:: Given data ::

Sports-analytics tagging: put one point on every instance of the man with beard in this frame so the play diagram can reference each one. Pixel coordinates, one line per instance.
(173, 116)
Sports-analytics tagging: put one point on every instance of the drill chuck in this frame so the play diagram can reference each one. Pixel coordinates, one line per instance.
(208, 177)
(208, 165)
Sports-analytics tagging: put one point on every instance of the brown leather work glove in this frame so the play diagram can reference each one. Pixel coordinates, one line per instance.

:::

Extract the lines above from the one containing "of the drill" to the last line, both included, exactly as written.

Sports-analytics tagging: put one point on every instance of the drill chuck in this frame so the play diagram can reference each one. Pixel coordinates, one line per instance.
(208, 177)
(208, 165)
Sports-analytics tagging: put one point on every instance of the brown leather work glove in this frame so the play diagram can reference each one. Pixel coordinates, one line per instance.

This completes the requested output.